-- Records for this task follows --

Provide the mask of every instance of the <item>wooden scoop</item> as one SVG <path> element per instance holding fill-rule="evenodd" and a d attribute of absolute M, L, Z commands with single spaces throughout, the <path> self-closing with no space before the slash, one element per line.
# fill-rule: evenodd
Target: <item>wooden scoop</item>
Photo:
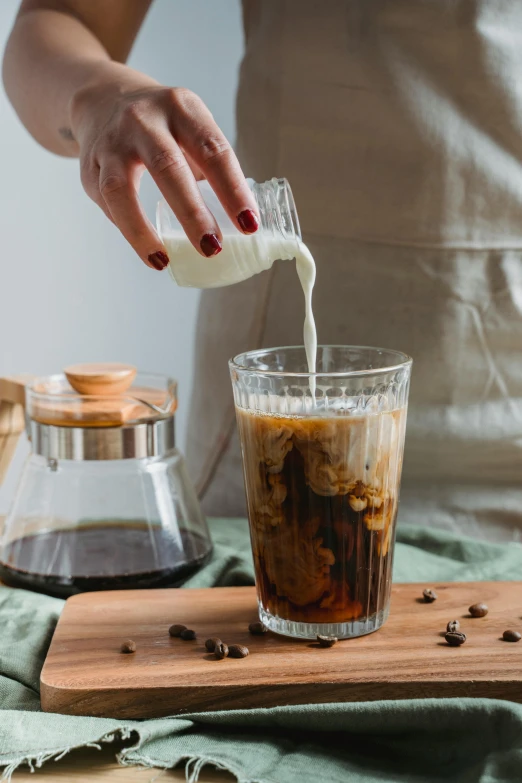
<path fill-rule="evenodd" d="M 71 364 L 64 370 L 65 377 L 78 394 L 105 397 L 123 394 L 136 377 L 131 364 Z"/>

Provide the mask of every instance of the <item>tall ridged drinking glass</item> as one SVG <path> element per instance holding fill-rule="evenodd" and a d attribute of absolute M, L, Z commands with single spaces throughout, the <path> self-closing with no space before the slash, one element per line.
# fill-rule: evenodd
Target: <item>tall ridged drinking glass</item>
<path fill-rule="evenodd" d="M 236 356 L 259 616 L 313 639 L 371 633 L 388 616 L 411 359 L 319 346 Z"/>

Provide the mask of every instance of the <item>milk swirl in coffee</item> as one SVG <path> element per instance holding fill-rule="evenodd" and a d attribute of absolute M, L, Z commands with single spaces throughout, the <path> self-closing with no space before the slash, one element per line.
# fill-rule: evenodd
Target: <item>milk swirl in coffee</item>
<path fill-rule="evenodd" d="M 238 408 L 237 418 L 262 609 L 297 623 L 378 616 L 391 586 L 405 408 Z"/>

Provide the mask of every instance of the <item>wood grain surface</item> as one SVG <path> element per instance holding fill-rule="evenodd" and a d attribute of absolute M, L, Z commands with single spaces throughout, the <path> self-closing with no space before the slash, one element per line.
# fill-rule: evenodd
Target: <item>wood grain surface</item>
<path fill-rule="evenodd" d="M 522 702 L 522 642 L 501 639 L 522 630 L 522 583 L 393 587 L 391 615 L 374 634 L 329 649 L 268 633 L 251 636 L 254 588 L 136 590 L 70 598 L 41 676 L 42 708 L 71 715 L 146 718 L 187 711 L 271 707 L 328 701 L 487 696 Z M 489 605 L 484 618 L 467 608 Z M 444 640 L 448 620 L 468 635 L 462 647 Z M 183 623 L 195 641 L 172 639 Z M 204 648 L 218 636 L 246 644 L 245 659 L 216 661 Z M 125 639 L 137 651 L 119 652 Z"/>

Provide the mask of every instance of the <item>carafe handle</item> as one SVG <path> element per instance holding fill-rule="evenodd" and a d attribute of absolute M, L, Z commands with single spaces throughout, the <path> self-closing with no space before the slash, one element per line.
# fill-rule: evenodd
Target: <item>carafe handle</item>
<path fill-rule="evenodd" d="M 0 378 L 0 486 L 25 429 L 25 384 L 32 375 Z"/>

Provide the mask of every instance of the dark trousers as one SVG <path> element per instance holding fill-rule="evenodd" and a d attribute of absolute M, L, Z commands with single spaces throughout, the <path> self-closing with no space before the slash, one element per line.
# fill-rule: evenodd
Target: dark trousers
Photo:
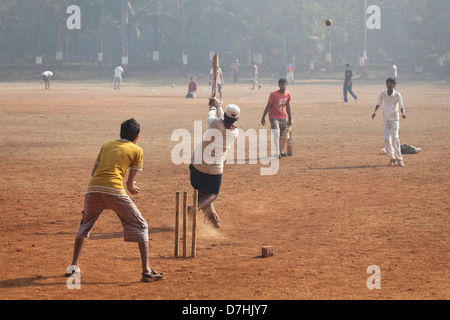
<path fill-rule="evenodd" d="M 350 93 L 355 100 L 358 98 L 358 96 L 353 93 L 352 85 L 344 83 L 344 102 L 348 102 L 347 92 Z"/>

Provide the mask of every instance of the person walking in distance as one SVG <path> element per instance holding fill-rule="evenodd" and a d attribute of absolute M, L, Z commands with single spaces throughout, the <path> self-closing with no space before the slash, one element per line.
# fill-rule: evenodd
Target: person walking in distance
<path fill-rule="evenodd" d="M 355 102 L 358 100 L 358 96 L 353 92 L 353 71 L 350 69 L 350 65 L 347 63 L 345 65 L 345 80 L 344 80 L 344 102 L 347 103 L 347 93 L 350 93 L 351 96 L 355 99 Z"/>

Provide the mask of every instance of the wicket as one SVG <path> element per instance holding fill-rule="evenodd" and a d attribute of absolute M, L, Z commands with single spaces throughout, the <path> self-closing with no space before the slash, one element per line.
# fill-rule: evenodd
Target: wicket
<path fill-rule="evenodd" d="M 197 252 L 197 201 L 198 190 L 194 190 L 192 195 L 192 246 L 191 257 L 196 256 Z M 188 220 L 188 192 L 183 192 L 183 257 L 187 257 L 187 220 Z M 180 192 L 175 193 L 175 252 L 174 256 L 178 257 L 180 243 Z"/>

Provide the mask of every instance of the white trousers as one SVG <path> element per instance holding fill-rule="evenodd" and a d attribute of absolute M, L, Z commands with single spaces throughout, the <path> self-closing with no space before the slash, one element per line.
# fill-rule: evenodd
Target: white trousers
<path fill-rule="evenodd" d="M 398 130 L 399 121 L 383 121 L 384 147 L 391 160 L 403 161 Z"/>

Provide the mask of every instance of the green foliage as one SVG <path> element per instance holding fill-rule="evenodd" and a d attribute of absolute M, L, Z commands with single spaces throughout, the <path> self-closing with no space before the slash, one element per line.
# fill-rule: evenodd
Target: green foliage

-- Records for this task concluded --

**Exercise**
Exactly reproduce each entry, but drop the pictures.

**The completed task**
Provide the mask of every instance of the <item>wooden scoop</item> as one SVG <path> element per instance holding fill-rule="evenodd" and a d attribute of absolute M, L, Z commands with single spaces throughout, the <path> self-closing with no space before the slash, one element per line.
# fill-rule: evenodd
Target: <item>wooden scoop</item>
Photo:
<path fill-rule="evenodd" d="M 71 364 L 64 370 L 65 377 L 78 394 L 105 397 L 123 394 L 136 377 L 131 364 Z"/>

Provide the mask of every instance of the <item>tall ridged drinking glass</item> as one SVG <path> element per instance holding fill-rule="evenodd" and a d attribute of absolute M, L, Z commands with single spaces throughout, the <path> self-closing with no space before the slash, one element per line.
# fill-rule: evenodd
Target: <item>tall ridged drinking glass</item>
<path fill-rule="evenodd" d="M 236 356 L 259 616 L 313 639 L 371 633 L 388 616 L 411 359 L 319 346 Z"/>

Provide the mask of every instance of the <item>milk swirl in coffee</item> as one SVG <path> element per instance holding fill-rule="evenodd" and a d attribute of absolute M, L, Z commands with single spaces throughout, the <path> self-closing with no space before the slash, one element per line.
# fill-rule: evenodd
Target: <item>milk swirl in coffee</item>
<path fill-rule="evenodd" d="M 238 408 L 237 418 L 262 609 L 297 623 L 378 616 L 391 586 L 405 408 Z"/>

Provide the mask of every instance of the <item>wood grain surface</item> as one SVG <path> element per instance holding fill-rule="evenodd" and a d attribute of absolute M, L, Z commands with single spaces throughout, the <path> self-closing with no space before the slash, one element per line.
# fill-rule: evenodd
Target: <item>wood grain surface</item>
<path fill-rule="evenodd" d="M 522 702 L 522 642 L 501 639 L 522 630 L 522 583 L 393 587 L 391 615 L 374 634 L 329 649 L 268 633 L 251 636 L 254 588 L 136 590 L 70 598 L 41 676 L 42 708 L 71 715 L 146 718 L 187 711 L 271 707 L 328 701 L 487 696 Z M 489 605 L 484 618 L 467 608 Z M 444 640 L 448 620 L 468 635 L 462 647 Z M 183 623 L 195 641 L 172 639 Z M 204 648 L 218 636 L 246 644 L 245 659 L 216 661 Z M 125 639 L 137 651 L 119 652 Z"/>

Provide the mask of every instance of the <item>carafe handle</item> as one SVG <path> element per instance holding fill-rule="evenodd" and a d attribute of absolute M, L, Z commands with single spaces throughout, the <path> self-closing with no space before the slash, one element per line.
# fill-rule: evenodd
Target: <item>carafe handle</item>
<path fill-rule="evenodd" d="M 0 378 L 0 486 L 25 429 L 25 384 L 32 375 Z"/>

Provide the mask of every instance of the dark trousers as one SVG <path> element per instance holding fill-rule="evenodd" and a d attribute of absolute M, L, Z commands with single spaces throughout, the <path> self-closing with no space before the slash, one element per line.
# fill-rule: evenodd
Target: dark trousers
Photo:
<path fill-rule="evenodd" d="M 350 93 L 355 100 L 358 98 L 358 96 L 353 93 L 352 85 L 344 83 L 344 102 L 348 102 L 347 92 Z"/>

Provide the mask of every instance of the person walking in distance as one SVG <path> element per instance holding fill-rule="evenodd" and a d attribute of absolute M, L, Z commands with single spaces throughout, the <path> self-closing with no space before the slash, one element per line.
# fill-rule: evenodd
Target: person walking in distance
<path fill-rule="evenodd" d="M 355 102 L 358 100 L 358 96 L 353 92 L 353 71 L 350 69 L 350 65 L 347 63 L 345 65 L 345 80 L 344 80 L 344 102 L 347 103 L 347 93 L 350 93 L 351 96 L 355 99 Z"/>

Provide the mask of every instance of the wicket as one SVG <path> element per instance holding fill-rule="evenodd" and a d attribute of absolute M, L, Z commands with single spaces throughout, the <path> self-closing with no space before the slash, one element per line.
# fill-rule: evenodd
Target: wicket
<path fill-rule="evenodd" d="M 197 252 L 197 201 L 198 190 L 194 190 L 192 195 L 192 246 L 191 257 L 196 256 Z M 188 220 L 188 192 L 183 192 L 183 257 L 187 257 L 187 220 Z M 180 192 L 175 193 L 175 252 L 174 256 L 178 257 L 180 243 Z"/>

Provide the mask of every instance of the white trousers as one SVG <path> element per instance holding fill-rule="evenodd" and a d attribute of absolute M, L, Z commands with single spaces throughout, the <path> self-closing with no space before the slash, one element per line.
# fill-rule: evenodd
Target: white trousers
<path fill-rule="evenodd" d="M 398 130 L 399 121 L 383 121 L 384 147 L 391 160 L 403 161 Z"/>

Provide the mask of every instance of the green foliage as one SVG <path> element per instance holding fill-rule="evenodd" and a d attribute of absolute M, L, Z commands with single spaces throughout, the <path> self-closing with no space before the slash, one element per line.
# fill-rule: evenodd
Target: green foliage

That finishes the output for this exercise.